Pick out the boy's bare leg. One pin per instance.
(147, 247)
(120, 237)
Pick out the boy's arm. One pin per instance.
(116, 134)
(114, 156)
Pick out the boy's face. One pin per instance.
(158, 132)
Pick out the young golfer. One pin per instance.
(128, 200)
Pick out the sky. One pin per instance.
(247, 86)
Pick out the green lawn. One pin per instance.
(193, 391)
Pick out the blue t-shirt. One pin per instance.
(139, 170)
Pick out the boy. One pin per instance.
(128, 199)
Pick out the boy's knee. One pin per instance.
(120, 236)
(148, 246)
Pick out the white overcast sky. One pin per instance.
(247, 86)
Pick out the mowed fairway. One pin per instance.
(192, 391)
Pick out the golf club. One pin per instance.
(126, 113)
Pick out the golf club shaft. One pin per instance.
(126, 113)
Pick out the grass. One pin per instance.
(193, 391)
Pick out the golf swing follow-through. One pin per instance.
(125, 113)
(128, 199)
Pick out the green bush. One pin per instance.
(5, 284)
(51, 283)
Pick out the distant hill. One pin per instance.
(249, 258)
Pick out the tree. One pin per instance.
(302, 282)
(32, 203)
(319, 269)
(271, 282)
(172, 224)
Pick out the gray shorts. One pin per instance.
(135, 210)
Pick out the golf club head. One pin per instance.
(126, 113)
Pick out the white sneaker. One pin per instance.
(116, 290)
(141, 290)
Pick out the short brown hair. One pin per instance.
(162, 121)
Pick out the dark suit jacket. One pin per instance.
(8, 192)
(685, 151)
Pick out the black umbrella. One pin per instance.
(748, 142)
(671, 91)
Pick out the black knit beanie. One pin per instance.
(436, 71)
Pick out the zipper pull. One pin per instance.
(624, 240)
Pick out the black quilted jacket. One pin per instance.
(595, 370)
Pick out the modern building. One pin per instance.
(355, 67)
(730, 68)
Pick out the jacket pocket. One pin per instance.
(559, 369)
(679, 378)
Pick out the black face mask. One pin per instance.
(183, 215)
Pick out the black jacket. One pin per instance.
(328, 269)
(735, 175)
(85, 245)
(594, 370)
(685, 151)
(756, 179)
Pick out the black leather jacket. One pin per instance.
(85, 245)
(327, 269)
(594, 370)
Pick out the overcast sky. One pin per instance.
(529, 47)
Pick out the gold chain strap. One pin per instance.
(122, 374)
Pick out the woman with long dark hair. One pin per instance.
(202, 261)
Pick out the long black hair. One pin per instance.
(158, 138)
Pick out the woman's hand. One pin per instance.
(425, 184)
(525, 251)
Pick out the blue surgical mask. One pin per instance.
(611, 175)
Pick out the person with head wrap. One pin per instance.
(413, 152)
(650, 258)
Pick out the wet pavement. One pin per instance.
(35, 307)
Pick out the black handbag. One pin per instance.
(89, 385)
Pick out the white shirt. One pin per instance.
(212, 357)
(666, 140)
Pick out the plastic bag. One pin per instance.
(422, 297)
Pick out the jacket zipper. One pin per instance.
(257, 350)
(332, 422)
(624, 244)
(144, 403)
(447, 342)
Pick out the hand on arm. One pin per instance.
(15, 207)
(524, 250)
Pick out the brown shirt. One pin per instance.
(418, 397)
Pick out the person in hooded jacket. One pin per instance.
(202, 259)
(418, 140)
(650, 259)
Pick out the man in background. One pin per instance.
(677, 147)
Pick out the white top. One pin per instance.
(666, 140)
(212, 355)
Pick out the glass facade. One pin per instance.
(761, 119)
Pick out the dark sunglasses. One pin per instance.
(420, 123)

════════════════

• Directions: Copy all data exactly, start to finish.

• Completed exercise:
Pick out the boy's bare leg. One pin per instance.
(147, 247)
(120, 237)
Pick out the boy's arm. One pin per instance.
(116, 134)
(114, 156)
Pick out the boy's face. One pin per instance.
(158, 132)
Pick out the young golfer. One pin per instance.
(128, 200)
Pick out the sky. One pin per instance.
(247, 86)
Pick out the green lawn. One pin per instance.
(193, 391)
Pick out the blue t-shirt. One pin per instance.
(139, 170)
Pick out the boy. One pin per instance.
(128, 199)
Pick out the boy's knee. One pin per instance.
(120, 236)
(148, 246)
Pick out the white overcast sky. One pin per instance.
(247, 86)
Pick out the mowed fairway. One pin per instance.
(192, 391)
Pick out the golf club. One pin per instance.
(126, 113)
Pick out the golf club shaft. One pin per instance.
(126, 113)
Pick out the grass. One pin per instance.
(193, 391)
Pick out the golf swing follow-through. One pin per instance.
(125, 113)
(128, 199)
Pick out the green bush. One pin per instance.
(5, 284)
(51, 283)
Pick out the distant hill. One pin per instance.
(249, 258)
Pick out the tree. One pin per instance.
(302, 282)
(32, 203)
(319, 269)
(271, 282)
(172, 224)
Pick out the gray shorts. One pin per instance.
(135, 210)
Pick out the golf club head. One pin per instance.
(126, 113)
Pick out the white sneaker. One pin per instance.
(116, 290)
(141, 290)
Pick out the short brown hair. One pin per instance.
(162, 121)
Pick out the dark suit jacket. One pin per instance.
(8, 192)
(685, 151)
Pick out the black umbrella. One pin per instance.
(748, 142)
(671, 91)
Pick out the black knit beanie. One pin per instance.
(436, 71)
Pick out the zipper pull. One pin per instance.
(624, 240)
Pick out the black quilted jacket. One pin per instance.
(595, 370)
Pick out the modern building. One pin per instance.
(355, 67)
(730, 68)
Pick out the jacket pocket. One pin per instance.
(559, 369)
(679, 378)
Pick out the black face mask. One pin per instance.
(183, 215)
Pick out the black jacket. One pin per instance.
(328, 269)
(735, 175)
(85, 245)
(594, 370)
(685, 151)
(756, 179)
Pick out the black leather jacket. One pin per instance.
(85, 245)
(327, 269)
(594, 370)
Pick out the overcast sky. One pin per instance.
(529, 47)
Pick out the gold chain strap. One pin per instance.
(122, 374)
Pick out the woman with long dark hair. One pin per instance.
(202, 261)
Pick out the long black hair. One pin per instance.
(158, 138)
Pick out the woman's hand. One pin per instance.
(425, 184)
(525, 251)
Pick out the blue surgical mask. One pin per instance.
(611, 175)
Pick out the person with head wrap. One pin per instance.
(413, 152)
(650, 258)
Pick out the wet pavement. One pin per instance.
(35, 307)
Pick out the black handbag. One pin per instance.
(89, 385)
Pick out the white shirt. One pin per instance.
(212, 357)
(666, 140)
Pick out the plastic bag. One pin per instance.
(422, 297)
Pick out the jacket zipper. One pin per instance.
(257, 350)
(332, 422)
(624, 244)
(144, 403)
(447, 342)
Pick out the hand on arm. One pin per instance.
(15, 207)
(524, 250)
Pick out the brown shirt. One pin per instance.
(418, 397)
Pick out the person in hooded jacket. One pin per instance.
(202, 259)
(418, 140)
(650, 259)
Pick out the man in background. One pin per instance.
(677, 147)
Pick out the white top. One pin per instance.
(666, 140)
(212, 355)
Pick out the glass facade. One pin per instance.
(761, 119)
Pick out the dark sunglasses. One pin per instance.
(420, 123)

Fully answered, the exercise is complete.